**Problem**
In the records below, find each line that holds "blonde" and return it.

Photo-based referring expression data:
========================

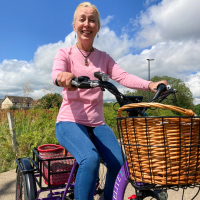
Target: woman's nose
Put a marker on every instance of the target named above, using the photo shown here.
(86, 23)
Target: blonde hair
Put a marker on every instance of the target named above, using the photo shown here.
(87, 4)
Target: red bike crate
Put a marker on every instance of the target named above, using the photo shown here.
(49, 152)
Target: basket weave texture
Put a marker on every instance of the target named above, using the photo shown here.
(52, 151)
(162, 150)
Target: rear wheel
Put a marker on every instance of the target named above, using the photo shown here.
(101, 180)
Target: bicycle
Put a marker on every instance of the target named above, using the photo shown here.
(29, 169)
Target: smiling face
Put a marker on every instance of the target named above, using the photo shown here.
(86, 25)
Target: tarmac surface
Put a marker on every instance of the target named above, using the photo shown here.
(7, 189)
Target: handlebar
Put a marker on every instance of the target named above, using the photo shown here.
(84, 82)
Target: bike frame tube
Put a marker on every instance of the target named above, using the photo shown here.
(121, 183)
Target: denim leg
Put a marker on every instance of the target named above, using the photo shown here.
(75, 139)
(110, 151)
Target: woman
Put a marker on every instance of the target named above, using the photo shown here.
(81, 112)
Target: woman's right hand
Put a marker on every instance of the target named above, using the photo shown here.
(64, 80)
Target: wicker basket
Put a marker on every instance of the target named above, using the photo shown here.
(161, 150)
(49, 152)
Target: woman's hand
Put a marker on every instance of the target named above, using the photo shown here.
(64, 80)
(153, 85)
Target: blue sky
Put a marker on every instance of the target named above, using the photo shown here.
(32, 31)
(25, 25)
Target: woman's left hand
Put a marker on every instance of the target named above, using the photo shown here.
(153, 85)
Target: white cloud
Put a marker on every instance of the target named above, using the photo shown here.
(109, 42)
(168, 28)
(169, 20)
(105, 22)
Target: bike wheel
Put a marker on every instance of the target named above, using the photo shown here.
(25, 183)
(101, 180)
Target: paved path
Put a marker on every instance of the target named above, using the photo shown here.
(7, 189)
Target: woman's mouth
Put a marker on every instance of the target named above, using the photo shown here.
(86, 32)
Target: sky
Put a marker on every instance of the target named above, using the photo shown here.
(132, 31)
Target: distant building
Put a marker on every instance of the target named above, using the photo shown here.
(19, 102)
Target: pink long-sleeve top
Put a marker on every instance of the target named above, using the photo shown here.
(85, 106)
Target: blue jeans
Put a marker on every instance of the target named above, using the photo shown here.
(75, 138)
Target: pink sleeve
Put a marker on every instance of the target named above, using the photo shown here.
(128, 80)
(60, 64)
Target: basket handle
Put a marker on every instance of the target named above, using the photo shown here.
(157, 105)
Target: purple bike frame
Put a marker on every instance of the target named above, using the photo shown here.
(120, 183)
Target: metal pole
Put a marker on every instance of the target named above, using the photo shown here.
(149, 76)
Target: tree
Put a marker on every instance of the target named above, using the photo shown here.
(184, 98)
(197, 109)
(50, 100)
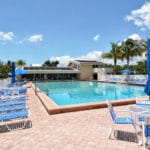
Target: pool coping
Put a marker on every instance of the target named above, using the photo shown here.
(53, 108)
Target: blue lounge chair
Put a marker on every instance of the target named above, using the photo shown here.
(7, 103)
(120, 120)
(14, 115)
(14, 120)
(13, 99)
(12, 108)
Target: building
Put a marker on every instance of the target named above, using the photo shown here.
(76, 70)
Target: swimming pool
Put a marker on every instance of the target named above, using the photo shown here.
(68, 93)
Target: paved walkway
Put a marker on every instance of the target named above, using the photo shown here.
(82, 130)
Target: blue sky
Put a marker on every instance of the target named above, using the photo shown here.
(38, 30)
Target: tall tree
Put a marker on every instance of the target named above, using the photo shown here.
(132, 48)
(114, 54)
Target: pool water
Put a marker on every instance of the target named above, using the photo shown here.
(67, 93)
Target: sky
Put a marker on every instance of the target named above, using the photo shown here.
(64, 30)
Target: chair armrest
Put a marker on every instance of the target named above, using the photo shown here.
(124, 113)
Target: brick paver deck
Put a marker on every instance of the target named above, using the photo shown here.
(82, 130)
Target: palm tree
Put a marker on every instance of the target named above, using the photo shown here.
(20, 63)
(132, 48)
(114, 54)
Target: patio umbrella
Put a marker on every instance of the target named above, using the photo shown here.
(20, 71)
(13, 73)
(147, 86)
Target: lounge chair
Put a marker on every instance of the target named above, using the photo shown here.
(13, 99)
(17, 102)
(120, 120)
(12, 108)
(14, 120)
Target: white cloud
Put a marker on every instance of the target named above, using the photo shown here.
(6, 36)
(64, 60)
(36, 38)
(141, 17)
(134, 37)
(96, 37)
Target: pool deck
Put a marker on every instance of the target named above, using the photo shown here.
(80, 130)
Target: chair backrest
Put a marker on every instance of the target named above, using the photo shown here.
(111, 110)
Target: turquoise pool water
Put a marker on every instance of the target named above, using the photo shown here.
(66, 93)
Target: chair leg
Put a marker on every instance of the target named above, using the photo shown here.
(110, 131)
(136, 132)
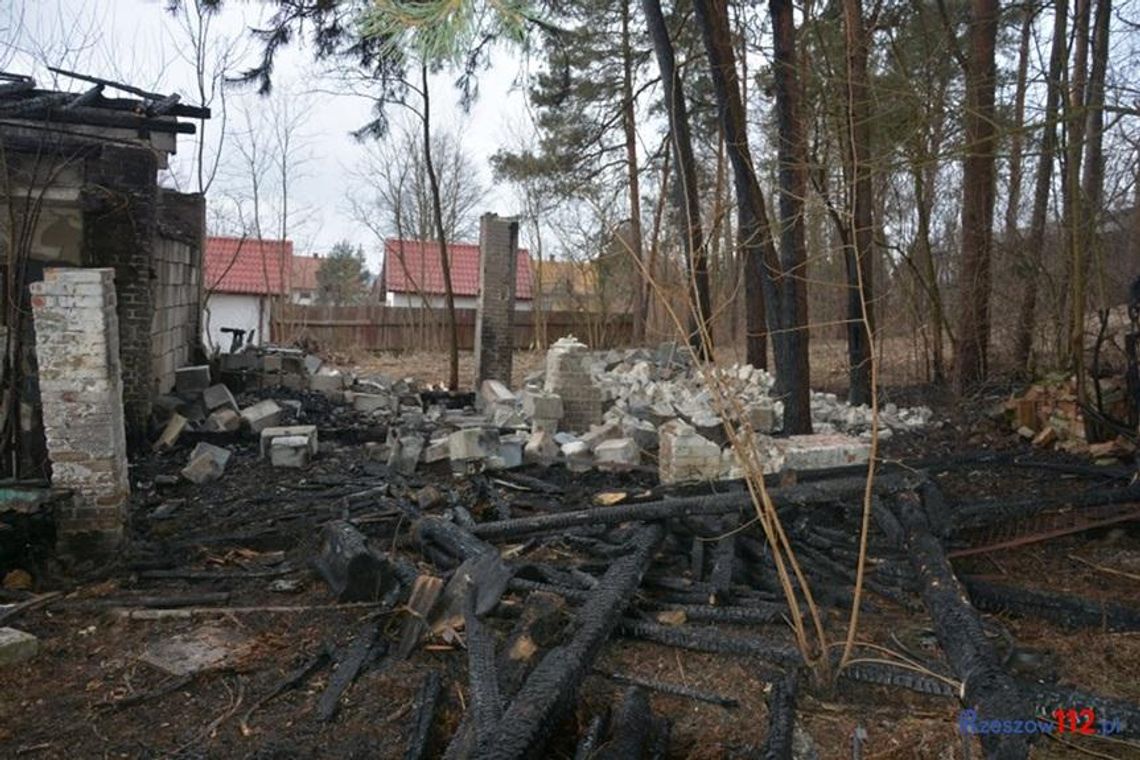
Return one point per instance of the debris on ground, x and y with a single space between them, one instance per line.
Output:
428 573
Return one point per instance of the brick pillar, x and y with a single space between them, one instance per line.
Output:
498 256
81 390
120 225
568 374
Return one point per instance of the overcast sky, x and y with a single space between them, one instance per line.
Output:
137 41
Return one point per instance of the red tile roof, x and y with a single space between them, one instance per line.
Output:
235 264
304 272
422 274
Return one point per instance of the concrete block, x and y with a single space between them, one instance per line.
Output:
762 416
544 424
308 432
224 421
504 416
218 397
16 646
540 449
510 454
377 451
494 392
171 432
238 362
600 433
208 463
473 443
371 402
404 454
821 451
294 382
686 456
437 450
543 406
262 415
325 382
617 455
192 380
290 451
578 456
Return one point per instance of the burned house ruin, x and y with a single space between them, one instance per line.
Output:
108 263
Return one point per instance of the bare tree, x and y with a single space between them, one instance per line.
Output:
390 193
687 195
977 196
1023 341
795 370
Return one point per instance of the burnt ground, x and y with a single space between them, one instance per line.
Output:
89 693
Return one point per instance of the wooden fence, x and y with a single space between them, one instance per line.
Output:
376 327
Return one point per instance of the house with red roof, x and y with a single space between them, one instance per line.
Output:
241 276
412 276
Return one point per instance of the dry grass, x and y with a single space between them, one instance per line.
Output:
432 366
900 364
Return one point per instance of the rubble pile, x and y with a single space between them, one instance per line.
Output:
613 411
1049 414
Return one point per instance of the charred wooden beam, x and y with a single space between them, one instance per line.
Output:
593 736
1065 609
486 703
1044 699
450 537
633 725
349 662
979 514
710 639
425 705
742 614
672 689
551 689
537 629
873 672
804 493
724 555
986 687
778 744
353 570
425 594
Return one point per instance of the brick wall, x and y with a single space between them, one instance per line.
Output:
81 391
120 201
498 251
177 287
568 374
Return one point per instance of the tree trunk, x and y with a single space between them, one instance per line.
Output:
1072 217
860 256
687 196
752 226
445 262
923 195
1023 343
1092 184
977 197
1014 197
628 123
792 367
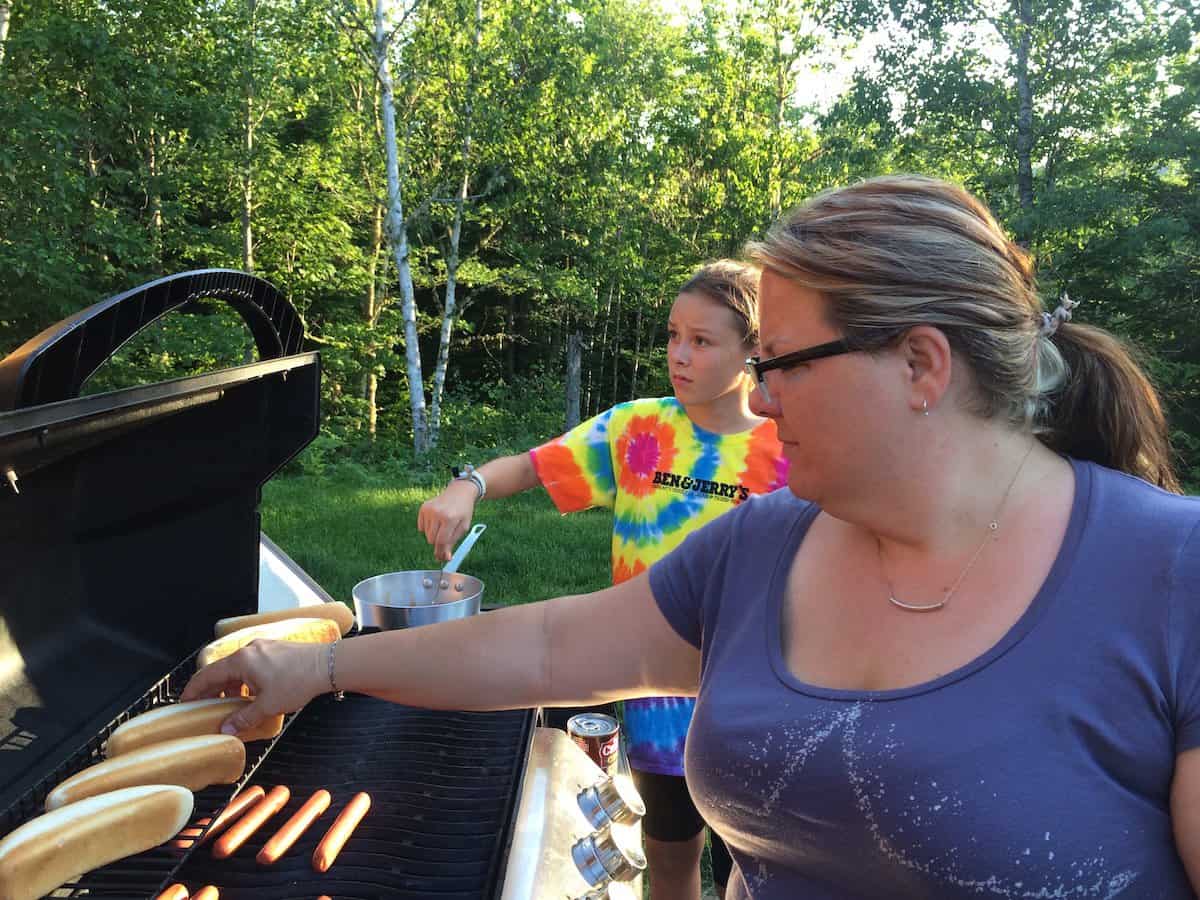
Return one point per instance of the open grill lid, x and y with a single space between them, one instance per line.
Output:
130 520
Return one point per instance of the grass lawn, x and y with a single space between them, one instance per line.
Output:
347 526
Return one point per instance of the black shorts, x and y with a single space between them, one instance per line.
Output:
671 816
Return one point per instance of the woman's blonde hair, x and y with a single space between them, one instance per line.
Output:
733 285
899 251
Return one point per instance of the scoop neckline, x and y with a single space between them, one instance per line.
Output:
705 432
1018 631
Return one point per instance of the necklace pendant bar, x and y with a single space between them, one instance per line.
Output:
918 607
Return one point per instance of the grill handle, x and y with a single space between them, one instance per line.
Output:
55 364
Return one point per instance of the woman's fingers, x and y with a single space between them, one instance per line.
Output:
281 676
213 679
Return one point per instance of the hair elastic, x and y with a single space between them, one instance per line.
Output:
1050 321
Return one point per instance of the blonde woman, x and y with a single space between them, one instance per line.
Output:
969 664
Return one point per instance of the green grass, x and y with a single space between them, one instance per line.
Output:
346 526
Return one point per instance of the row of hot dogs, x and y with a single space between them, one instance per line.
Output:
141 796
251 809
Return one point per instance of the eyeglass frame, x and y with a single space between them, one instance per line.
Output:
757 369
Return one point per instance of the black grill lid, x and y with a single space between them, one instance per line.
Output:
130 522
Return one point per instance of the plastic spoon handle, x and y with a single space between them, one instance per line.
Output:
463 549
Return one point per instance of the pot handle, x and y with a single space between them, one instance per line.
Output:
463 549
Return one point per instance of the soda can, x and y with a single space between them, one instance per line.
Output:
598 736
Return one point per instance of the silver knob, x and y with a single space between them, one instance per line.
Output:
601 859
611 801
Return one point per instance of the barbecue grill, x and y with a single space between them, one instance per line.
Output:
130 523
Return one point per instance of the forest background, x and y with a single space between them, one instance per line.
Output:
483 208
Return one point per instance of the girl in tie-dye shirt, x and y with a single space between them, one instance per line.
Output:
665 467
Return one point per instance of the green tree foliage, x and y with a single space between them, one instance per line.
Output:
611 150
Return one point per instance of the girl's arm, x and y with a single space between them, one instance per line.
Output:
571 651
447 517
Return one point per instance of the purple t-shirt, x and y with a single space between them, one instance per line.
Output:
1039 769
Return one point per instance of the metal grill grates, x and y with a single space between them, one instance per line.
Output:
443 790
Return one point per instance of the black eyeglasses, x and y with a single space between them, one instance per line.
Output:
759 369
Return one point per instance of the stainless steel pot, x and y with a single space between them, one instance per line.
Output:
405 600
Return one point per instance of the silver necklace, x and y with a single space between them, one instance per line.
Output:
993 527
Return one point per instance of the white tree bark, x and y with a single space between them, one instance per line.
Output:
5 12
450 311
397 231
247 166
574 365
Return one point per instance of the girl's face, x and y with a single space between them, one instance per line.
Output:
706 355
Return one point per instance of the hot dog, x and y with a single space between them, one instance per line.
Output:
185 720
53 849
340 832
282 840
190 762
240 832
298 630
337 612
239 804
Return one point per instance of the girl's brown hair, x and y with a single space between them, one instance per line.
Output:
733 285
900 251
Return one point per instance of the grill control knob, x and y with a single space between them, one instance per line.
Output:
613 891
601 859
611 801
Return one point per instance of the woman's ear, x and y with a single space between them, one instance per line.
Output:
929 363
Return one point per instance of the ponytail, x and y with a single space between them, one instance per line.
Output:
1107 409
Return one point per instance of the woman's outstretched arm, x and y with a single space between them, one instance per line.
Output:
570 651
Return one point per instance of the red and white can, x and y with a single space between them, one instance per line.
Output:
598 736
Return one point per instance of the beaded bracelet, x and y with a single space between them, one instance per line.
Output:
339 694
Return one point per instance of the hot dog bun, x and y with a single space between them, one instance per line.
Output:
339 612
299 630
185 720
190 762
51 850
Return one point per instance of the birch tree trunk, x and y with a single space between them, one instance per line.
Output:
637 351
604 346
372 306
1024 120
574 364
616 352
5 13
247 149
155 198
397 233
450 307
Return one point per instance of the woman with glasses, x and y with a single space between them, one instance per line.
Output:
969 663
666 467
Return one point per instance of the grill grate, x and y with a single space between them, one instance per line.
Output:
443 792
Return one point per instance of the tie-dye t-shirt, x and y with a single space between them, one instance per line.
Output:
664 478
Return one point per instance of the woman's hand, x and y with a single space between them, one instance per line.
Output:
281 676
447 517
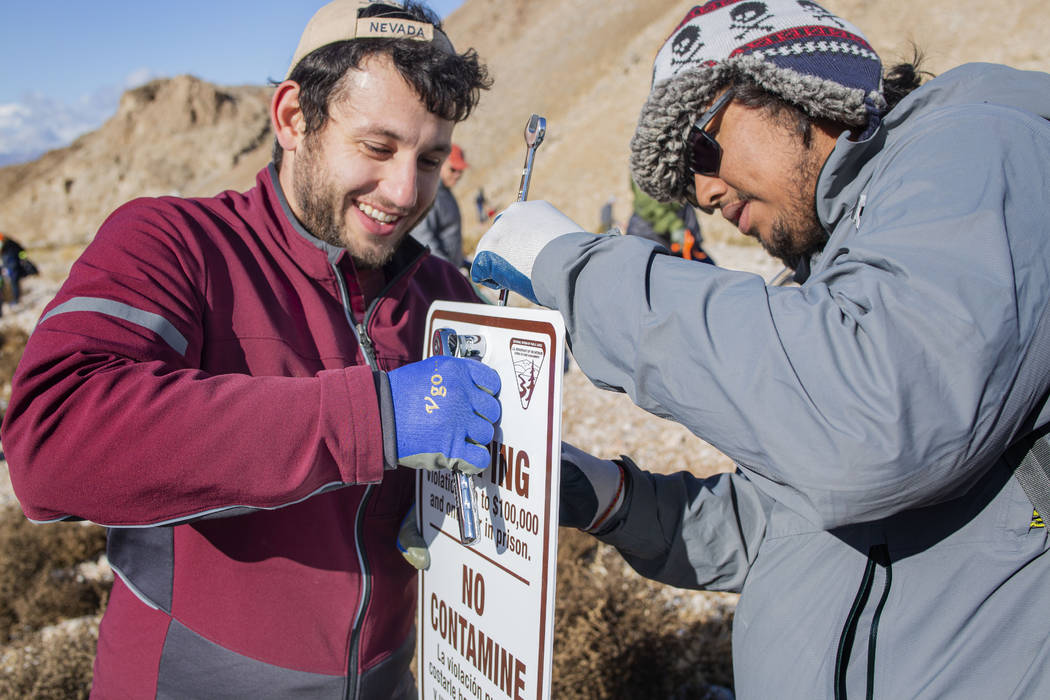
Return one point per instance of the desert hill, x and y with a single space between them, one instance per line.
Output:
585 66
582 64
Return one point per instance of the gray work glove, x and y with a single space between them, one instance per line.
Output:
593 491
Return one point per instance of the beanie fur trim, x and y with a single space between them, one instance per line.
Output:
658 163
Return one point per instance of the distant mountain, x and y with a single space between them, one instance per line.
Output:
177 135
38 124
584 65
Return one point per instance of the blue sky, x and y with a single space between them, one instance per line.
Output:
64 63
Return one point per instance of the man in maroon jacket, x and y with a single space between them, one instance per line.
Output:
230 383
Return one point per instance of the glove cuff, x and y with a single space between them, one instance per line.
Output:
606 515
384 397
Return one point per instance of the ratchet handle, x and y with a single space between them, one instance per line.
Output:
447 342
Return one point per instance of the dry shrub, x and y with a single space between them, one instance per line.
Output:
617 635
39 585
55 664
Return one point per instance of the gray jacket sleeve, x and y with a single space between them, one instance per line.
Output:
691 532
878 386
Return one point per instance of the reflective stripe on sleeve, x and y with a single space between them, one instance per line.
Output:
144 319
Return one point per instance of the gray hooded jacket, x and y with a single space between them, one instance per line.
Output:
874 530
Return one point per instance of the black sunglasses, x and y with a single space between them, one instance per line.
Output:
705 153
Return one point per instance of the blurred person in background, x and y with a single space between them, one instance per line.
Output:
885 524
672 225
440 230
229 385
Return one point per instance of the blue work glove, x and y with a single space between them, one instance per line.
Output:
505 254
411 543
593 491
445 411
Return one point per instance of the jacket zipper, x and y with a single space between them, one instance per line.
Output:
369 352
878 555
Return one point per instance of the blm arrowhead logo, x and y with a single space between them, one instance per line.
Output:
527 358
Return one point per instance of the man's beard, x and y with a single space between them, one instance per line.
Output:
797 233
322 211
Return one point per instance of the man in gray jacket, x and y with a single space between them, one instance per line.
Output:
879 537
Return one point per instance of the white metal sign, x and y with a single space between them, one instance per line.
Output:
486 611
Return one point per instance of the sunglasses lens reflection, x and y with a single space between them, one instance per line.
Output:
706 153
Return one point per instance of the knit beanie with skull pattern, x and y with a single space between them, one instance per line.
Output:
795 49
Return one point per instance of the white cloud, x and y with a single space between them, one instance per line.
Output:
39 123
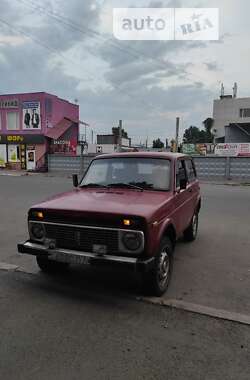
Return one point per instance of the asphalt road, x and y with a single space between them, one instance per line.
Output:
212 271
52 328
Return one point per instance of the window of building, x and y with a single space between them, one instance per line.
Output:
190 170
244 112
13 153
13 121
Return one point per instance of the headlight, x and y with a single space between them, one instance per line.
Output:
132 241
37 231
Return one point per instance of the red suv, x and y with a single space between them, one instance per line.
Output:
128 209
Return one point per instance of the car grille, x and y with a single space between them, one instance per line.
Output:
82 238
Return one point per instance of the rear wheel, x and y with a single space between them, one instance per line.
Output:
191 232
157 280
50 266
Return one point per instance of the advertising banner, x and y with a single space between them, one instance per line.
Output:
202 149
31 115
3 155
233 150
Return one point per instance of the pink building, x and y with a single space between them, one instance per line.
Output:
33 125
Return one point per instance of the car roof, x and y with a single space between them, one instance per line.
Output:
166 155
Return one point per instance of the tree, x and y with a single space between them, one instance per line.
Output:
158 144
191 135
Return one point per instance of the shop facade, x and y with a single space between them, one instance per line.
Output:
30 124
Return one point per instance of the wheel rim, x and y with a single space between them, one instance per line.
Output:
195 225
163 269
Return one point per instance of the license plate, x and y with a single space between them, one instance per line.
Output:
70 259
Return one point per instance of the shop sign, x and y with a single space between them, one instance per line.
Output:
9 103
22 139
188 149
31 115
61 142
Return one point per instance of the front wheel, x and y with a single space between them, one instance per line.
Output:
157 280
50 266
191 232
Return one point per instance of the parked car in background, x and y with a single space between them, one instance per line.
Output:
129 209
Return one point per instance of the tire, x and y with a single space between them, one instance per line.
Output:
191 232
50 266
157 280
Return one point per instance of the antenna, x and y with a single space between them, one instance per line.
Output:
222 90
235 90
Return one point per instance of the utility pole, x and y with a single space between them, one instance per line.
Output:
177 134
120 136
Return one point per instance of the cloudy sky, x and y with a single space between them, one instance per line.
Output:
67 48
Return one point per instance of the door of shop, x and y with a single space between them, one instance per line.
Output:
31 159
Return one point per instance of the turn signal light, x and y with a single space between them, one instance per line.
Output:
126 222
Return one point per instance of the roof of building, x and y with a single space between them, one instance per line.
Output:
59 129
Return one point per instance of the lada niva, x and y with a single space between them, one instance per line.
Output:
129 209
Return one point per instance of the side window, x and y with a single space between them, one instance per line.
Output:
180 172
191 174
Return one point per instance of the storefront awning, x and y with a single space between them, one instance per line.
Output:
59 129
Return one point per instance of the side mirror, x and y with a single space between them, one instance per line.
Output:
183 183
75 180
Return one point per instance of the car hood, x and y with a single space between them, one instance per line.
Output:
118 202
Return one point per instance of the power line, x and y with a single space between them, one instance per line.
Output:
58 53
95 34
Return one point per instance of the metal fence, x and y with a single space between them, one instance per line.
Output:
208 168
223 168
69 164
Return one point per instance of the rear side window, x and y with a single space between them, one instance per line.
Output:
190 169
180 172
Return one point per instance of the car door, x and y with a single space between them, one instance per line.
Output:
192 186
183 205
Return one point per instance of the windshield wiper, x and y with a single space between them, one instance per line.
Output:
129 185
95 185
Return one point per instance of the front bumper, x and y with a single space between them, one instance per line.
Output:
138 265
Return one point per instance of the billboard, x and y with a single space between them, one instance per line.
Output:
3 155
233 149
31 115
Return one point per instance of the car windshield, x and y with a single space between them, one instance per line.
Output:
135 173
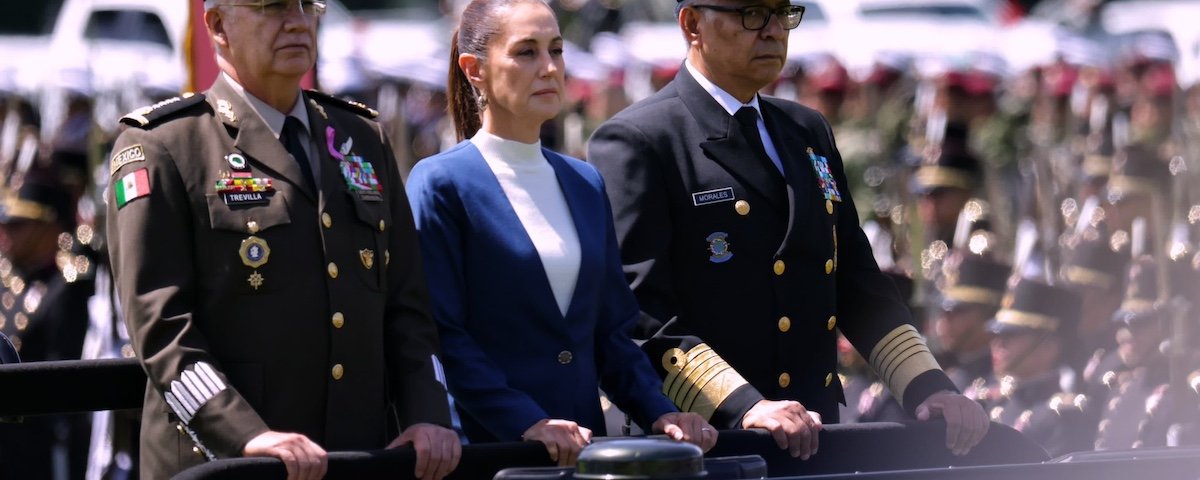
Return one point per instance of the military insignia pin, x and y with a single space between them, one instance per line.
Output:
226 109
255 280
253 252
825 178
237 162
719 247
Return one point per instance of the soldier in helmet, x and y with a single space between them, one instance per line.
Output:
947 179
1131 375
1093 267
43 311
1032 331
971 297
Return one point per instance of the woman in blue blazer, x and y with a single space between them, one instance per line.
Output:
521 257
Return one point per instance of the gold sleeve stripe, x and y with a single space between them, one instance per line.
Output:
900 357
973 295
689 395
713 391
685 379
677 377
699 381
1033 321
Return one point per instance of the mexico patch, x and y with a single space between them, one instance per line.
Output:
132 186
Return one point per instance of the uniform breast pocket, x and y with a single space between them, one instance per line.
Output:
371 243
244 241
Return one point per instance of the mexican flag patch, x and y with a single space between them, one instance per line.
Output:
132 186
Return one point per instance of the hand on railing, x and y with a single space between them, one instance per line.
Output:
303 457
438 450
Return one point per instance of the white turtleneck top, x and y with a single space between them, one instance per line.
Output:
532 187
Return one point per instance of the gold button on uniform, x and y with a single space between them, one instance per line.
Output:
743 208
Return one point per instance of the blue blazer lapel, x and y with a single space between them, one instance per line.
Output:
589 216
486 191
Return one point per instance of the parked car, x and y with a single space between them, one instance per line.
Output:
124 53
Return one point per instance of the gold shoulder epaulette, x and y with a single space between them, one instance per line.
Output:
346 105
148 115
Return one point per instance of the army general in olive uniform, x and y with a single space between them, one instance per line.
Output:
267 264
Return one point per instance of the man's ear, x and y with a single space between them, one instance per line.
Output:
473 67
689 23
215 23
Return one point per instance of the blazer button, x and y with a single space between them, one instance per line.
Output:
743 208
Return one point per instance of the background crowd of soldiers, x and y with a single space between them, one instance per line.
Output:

========================

**Exercise response**
Target: blonde hair
Return one point per instance of the woman's blonde hair, x and y with a single space between them, one instance per line.
Return one point per instance of the blonde woman, x and y with a single space between them, one instance per line.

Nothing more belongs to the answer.